(Entries from a dataset)
------------------------
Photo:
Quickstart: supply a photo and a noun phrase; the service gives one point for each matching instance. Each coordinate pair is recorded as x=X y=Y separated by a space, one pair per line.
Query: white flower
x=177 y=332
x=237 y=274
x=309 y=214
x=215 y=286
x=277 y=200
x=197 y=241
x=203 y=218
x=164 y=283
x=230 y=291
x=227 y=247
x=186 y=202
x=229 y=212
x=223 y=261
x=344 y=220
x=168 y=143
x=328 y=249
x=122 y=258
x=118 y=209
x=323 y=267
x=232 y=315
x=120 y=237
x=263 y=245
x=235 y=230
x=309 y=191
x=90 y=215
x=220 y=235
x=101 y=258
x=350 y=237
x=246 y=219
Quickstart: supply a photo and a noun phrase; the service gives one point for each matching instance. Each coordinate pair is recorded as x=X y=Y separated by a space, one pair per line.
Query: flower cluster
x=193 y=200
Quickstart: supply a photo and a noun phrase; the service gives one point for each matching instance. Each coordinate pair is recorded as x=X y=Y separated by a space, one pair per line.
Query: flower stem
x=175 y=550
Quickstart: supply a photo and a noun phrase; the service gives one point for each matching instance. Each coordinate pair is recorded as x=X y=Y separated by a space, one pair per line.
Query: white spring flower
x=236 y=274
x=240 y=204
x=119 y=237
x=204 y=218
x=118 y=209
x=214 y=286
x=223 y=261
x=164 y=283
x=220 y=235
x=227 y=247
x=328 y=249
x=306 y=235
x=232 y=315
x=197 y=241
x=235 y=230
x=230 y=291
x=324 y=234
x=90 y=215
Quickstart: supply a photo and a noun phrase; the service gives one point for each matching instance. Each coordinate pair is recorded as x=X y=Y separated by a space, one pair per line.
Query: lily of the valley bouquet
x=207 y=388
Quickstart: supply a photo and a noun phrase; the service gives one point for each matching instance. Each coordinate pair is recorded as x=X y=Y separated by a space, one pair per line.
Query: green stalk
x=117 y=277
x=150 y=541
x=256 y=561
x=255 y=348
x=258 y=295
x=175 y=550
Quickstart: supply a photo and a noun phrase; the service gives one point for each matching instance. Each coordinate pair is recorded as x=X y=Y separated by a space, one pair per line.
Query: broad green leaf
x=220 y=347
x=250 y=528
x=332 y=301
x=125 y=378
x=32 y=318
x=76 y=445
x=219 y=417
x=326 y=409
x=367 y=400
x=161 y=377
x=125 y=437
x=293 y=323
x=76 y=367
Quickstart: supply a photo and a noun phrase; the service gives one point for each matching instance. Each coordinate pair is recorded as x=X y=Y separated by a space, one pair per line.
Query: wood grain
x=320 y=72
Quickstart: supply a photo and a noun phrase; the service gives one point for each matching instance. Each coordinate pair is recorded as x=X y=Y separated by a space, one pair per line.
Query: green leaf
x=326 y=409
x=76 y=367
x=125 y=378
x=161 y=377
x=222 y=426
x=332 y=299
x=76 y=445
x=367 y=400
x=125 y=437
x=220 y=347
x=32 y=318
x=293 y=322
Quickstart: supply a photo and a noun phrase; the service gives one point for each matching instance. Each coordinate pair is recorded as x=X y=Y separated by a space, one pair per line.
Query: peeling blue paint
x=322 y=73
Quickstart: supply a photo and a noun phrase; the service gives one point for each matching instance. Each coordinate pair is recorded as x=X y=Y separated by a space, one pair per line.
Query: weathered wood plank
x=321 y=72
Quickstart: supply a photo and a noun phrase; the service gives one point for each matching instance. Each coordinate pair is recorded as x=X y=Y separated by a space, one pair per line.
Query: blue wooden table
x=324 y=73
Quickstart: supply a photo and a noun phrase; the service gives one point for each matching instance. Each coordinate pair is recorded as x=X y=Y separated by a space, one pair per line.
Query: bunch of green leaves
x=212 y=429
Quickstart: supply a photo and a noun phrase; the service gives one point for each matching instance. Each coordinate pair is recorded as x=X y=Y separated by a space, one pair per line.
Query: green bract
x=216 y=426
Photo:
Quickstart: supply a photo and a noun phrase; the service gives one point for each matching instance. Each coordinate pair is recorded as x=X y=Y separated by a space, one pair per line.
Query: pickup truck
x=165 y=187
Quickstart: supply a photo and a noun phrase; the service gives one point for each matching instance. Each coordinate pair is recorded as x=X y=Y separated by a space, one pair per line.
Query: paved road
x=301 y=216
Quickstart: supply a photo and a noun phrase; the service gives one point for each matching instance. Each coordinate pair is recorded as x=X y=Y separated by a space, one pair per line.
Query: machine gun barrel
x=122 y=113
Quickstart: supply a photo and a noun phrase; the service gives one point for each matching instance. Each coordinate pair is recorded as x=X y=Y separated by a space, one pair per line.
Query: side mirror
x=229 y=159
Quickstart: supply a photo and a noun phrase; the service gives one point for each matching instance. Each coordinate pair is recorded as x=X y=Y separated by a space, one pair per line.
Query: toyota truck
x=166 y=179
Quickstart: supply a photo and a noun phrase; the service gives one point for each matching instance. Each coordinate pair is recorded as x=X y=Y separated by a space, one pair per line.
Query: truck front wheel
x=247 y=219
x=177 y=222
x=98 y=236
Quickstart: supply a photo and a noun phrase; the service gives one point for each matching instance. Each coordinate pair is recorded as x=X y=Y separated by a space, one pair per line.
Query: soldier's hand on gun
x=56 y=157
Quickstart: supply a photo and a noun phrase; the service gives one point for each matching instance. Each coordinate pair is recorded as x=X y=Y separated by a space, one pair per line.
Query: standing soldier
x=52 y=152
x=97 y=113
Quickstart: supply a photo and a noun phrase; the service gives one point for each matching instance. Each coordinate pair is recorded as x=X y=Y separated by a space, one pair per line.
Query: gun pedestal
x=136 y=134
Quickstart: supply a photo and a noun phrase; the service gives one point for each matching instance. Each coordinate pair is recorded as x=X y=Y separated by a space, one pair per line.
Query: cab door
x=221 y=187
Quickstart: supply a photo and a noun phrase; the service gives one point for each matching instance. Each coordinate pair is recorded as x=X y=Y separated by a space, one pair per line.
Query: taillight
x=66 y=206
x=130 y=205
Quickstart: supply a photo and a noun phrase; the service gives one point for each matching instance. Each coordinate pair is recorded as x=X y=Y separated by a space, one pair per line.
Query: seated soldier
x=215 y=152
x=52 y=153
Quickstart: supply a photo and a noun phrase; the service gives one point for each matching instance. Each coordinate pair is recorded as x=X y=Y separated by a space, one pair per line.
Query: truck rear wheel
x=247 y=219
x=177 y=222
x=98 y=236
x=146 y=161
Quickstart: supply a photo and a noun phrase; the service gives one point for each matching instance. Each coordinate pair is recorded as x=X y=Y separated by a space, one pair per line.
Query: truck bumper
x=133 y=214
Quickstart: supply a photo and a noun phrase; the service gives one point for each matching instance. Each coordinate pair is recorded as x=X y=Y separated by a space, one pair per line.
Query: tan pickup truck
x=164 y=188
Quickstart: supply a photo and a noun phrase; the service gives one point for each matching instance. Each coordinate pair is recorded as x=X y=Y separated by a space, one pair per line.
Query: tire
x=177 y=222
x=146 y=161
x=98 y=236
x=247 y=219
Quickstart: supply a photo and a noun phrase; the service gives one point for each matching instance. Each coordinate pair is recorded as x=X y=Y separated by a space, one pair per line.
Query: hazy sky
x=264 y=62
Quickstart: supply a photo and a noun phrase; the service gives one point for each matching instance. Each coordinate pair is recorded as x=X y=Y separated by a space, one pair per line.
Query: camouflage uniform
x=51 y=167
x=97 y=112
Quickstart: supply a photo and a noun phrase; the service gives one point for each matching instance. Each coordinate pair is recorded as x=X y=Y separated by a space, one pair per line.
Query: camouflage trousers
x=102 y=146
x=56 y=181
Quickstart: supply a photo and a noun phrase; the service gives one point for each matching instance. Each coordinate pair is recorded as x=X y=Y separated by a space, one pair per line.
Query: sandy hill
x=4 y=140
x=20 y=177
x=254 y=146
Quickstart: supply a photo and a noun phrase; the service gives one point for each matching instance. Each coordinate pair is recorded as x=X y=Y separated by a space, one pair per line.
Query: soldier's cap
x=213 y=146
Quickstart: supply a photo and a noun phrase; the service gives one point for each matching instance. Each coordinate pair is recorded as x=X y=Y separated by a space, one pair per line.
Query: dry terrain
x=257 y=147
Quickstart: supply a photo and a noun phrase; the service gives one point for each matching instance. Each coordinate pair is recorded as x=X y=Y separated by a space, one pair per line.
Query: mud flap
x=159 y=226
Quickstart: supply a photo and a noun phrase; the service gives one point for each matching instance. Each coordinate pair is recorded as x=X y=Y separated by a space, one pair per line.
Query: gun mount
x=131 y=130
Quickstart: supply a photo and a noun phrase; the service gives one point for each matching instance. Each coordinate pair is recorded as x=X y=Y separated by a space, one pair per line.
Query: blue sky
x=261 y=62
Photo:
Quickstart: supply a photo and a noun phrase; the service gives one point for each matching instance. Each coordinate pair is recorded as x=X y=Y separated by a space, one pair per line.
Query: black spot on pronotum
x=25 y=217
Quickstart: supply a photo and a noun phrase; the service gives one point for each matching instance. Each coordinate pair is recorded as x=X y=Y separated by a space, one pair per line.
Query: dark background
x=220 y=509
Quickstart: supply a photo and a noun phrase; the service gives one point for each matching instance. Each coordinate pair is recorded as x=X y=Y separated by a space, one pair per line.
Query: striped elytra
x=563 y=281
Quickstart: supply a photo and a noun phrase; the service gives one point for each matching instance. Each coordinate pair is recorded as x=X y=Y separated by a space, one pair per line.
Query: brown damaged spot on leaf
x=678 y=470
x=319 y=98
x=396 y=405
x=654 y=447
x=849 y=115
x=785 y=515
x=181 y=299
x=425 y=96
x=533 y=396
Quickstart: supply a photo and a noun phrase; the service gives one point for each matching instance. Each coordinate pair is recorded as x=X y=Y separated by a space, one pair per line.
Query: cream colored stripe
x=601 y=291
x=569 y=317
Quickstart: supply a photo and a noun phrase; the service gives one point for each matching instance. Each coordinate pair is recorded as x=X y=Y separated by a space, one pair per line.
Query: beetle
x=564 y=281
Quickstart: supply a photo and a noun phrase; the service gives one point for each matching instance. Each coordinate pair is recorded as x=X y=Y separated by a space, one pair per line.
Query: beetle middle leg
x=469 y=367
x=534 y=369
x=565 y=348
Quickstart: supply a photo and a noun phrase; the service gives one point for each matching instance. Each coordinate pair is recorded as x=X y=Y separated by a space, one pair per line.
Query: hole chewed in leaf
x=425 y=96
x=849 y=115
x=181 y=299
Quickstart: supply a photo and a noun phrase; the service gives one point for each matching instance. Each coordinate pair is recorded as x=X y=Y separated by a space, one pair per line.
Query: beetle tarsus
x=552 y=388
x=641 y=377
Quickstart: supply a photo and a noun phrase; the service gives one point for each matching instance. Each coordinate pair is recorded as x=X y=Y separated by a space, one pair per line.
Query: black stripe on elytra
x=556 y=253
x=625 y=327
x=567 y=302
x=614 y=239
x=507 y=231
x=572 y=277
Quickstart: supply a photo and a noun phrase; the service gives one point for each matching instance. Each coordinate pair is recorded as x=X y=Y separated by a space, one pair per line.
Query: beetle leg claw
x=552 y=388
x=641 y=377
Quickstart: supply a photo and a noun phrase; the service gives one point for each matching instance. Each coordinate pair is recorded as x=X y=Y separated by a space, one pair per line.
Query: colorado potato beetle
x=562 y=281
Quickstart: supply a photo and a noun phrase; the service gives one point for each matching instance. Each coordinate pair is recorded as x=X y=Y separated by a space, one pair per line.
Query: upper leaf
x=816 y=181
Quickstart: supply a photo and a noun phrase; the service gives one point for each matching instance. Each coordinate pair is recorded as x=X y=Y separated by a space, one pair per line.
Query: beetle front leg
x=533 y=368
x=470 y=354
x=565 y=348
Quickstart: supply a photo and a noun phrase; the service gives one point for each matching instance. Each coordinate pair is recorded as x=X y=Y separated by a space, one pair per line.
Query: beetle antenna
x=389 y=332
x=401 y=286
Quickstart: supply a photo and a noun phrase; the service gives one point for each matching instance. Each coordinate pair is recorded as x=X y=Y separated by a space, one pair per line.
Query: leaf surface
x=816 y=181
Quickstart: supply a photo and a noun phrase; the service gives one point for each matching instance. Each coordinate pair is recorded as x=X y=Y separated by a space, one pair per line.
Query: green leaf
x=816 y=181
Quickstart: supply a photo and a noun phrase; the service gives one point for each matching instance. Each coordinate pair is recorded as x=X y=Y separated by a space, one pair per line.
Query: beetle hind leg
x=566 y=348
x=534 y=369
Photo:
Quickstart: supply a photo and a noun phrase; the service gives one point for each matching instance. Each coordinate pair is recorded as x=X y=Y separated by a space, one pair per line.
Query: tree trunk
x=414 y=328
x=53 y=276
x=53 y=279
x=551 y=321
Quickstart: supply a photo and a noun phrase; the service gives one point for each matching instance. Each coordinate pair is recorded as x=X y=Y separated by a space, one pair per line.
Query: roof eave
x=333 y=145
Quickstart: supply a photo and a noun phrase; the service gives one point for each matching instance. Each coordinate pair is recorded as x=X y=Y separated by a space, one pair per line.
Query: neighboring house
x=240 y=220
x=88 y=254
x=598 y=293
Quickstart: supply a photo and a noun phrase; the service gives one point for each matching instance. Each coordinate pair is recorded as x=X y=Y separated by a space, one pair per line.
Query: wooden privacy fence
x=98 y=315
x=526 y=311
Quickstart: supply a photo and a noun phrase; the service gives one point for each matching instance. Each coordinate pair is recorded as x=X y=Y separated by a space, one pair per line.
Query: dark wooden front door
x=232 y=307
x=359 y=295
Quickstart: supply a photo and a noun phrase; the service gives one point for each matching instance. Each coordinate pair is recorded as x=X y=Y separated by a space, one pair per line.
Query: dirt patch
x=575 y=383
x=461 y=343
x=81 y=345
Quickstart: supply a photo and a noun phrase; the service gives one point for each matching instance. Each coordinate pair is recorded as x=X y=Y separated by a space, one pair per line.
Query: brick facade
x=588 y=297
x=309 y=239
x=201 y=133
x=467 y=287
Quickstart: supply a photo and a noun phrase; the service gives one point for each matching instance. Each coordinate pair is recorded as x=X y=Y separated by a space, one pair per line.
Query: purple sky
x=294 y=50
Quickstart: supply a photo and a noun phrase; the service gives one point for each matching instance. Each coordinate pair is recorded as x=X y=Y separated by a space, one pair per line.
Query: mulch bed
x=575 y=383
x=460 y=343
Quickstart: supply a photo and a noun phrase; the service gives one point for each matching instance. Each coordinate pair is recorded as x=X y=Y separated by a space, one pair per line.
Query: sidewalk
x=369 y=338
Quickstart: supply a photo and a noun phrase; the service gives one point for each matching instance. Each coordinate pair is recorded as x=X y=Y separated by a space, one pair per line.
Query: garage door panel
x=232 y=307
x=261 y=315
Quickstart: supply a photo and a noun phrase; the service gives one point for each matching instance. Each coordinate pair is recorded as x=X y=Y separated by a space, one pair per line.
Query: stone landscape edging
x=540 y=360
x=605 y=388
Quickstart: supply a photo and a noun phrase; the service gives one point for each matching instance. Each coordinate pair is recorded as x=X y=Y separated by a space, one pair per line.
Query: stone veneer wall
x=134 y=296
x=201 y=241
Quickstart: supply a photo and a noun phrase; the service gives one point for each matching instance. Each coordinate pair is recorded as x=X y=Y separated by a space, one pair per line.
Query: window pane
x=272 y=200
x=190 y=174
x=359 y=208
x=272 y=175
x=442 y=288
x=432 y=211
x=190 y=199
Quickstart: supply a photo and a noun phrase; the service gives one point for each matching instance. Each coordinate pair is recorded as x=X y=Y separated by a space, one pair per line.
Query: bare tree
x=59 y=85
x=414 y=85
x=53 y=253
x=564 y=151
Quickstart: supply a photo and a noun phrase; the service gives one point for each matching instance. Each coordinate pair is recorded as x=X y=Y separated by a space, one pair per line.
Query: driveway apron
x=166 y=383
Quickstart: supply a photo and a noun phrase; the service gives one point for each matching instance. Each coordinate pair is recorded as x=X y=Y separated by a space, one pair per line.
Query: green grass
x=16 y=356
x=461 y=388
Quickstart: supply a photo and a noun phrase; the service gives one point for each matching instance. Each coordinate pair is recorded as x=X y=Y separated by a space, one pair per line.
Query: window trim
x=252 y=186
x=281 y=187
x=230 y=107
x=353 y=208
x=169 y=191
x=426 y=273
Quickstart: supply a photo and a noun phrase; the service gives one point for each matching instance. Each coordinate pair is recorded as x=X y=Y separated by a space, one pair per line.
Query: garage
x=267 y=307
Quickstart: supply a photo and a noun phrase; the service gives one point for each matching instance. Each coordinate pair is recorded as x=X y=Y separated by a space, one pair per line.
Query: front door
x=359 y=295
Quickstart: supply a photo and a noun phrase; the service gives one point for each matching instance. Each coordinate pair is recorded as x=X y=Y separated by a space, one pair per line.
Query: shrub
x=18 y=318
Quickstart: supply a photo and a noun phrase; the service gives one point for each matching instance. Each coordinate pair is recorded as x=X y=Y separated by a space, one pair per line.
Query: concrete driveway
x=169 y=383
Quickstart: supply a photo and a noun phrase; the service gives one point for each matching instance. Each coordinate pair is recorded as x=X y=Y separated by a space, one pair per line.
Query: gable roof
------------------------
Task requirements:
Copy out every line above that contains the word "window". Treat the match as case-sensitive.

Output of the task:
Query: window pane
Query: window trim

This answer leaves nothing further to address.